**WHAT YOU NEED TO DO:**
State how many of the lines below contain the string "front". Reply with the number only.

........

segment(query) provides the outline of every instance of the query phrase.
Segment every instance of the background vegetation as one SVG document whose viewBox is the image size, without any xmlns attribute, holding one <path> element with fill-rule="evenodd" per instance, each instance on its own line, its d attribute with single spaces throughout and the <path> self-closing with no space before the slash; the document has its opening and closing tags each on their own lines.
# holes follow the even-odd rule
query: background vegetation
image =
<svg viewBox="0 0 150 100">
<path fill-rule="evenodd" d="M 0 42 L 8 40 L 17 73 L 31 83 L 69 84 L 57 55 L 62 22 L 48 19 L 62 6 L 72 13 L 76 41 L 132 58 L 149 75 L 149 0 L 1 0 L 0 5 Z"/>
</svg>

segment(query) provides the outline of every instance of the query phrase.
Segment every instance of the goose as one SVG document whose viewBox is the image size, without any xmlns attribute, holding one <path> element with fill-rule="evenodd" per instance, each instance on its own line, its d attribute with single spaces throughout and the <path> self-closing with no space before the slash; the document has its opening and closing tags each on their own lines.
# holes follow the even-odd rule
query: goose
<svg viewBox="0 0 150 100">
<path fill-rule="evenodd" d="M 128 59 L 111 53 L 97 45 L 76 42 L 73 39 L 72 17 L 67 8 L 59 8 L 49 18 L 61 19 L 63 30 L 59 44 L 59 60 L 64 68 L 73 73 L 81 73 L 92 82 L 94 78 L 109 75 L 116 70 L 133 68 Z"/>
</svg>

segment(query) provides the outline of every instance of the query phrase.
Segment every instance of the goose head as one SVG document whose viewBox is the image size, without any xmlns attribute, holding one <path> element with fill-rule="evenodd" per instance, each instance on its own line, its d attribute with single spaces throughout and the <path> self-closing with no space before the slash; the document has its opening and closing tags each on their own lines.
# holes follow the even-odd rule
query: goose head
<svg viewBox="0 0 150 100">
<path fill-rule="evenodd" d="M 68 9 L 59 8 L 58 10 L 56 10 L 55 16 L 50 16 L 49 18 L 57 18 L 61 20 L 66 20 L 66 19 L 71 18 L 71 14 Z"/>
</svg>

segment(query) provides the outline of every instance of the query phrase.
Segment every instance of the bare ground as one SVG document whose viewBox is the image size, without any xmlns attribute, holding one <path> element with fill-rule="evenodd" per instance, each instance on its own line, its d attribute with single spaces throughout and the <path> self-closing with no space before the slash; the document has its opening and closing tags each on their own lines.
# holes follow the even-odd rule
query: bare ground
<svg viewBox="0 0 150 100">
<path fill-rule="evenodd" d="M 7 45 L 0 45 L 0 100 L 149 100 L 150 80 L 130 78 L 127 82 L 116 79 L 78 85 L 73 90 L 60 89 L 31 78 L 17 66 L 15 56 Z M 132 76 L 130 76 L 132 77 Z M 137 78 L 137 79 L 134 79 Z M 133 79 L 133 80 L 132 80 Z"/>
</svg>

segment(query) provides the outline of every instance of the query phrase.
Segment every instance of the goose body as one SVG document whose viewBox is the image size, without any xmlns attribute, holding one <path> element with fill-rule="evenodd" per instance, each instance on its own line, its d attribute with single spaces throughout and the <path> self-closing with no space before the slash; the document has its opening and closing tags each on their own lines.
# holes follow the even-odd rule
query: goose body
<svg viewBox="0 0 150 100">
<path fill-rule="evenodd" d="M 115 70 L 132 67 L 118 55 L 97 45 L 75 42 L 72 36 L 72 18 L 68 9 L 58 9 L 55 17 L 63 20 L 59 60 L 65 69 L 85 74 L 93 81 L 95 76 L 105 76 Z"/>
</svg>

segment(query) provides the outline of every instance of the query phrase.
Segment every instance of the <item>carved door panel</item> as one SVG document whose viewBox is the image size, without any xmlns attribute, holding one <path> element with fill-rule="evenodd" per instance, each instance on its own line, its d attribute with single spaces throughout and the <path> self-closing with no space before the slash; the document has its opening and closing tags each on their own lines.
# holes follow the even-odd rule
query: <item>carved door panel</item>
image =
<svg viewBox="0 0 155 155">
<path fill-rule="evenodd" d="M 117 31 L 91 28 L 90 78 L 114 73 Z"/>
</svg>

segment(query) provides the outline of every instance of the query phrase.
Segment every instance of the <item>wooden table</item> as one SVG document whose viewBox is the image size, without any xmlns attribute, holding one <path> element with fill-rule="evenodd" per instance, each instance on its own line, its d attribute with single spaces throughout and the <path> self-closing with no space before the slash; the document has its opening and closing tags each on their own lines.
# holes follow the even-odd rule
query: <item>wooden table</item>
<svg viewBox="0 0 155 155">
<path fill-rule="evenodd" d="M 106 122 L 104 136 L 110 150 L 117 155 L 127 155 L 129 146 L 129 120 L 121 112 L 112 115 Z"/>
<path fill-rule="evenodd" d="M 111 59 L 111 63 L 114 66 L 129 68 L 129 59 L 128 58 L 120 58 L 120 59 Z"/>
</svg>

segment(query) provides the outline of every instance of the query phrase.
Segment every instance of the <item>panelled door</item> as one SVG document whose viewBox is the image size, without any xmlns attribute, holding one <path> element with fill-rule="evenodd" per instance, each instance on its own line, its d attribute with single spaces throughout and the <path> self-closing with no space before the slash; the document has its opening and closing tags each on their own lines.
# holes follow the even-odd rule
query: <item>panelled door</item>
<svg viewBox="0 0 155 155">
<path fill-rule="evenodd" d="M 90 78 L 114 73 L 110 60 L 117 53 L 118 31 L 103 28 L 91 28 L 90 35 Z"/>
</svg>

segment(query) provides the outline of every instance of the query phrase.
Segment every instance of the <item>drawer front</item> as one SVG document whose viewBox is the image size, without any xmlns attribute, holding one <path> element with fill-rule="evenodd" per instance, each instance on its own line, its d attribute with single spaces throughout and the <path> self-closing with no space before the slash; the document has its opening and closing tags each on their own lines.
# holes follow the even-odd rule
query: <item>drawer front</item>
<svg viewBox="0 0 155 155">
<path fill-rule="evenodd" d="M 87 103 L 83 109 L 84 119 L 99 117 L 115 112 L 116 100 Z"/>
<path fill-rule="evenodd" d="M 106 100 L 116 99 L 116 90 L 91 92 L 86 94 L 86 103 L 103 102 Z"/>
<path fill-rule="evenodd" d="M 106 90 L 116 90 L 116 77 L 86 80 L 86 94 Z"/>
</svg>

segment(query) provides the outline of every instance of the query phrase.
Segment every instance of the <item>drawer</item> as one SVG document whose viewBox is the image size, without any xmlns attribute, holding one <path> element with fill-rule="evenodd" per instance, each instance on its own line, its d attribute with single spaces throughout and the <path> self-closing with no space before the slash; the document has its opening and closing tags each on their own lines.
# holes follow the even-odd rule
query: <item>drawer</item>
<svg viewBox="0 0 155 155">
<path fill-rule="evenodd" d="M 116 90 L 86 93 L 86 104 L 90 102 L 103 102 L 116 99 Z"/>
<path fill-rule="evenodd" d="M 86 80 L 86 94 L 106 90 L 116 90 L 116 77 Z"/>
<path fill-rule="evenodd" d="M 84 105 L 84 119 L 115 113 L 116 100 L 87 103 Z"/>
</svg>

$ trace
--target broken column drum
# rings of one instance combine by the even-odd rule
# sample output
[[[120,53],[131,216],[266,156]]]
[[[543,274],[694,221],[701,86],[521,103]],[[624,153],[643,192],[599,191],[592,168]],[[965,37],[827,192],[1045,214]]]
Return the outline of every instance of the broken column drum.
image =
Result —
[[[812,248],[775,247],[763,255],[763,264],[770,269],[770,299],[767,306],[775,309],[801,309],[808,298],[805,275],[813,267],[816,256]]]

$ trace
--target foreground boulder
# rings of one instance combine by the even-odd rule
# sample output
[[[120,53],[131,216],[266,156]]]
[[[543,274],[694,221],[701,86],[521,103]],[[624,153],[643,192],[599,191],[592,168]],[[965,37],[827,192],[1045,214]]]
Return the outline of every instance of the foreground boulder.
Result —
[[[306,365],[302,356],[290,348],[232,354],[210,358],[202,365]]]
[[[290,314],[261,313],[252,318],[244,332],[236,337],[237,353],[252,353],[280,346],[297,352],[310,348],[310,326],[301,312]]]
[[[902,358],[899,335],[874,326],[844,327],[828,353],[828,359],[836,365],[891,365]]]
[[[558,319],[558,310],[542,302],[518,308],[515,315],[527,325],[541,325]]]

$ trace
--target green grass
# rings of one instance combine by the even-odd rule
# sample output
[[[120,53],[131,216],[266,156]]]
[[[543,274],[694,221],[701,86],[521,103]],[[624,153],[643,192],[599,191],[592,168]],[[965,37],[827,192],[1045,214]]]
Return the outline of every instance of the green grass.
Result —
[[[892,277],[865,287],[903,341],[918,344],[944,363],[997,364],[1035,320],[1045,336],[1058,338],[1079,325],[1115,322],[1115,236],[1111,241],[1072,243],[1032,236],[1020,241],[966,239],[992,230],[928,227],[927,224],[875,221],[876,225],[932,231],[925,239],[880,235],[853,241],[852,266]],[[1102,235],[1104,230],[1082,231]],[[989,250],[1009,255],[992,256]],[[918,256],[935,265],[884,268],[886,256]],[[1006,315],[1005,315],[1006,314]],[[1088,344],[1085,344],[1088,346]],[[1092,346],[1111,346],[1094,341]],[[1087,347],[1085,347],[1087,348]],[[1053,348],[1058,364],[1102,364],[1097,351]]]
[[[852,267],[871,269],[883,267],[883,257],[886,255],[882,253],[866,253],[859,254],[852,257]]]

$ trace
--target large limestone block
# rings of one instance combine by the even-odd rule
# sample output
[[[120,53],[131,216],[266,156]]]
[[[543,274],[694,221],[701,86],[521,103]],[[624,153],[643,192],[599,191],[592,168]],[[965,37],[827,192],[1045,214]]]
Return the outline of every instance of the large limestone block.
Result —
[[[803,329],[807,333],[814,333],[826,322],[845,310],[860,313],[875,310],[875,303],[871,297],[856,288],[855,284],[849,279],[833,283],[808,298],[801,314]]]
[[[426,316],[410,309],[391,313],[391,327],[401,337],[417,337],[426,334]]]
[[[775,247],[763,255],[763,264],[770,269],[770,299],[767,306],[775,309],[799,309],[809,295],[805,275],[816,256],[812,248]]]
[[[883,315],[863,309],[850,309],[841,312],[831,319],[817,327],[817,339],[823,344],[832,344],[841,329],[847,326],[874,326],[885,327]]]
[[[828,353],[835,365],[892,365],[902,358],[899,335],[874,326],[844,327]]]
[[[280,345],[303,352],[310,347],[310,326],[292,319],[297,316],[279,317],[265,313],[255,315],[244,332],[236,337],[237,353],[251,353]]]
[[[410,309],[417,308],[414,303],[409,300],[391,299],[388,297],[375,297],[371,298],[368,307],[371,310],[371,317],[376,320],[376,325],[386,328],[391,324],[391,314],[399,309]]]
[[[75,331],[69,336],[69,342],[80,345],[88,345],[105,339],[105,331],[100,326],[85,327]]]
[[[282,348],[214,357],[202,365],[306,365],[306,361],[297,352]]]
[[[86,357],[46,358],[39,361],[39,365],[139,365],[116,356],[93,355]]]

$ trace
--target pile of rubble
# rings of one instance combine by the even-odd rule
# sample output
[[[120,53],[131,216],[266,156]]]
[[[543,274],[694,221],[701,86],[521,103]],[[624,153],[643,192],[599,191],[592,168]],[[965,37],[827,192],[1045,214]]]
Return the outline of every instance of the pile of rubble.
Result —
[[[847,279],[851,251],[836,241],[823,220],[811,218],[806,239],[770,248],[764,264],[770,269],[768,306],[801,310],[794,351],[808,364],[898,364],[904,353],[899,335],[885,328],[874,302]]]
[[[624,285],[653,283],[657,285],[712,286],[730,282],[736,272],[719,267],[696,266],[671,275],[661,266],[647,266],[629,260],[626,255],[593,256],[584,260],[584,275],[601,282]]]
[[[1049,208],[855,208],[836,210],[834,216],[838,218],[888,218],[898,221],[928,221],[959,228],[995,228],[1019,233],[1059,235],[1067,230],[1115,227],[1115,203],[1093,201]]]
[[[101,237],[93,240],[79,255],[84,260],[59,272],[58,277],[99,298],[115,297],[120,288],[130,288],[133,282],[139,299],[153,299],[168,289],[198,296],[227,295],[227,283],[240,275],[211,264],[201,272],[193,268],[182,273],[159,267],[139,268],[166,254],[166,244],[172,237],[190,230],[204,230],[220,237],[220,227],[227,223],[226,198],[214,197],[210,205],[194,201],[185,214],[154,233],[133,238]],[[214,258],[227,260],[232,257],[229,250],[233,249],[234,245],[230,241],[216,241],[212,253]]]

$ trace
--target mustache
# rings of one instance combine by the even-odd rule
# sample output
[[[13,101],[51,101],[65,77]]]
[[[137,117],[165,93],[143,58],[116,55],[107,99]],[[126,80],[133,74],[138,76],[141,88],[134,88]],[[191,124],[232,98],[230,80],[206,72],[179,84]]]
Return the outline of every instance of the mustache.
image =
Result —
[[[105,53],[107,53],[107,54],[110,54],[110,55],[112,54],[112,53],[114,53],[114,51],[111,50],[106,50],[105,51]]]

........

**FULL OUTPUT:**
2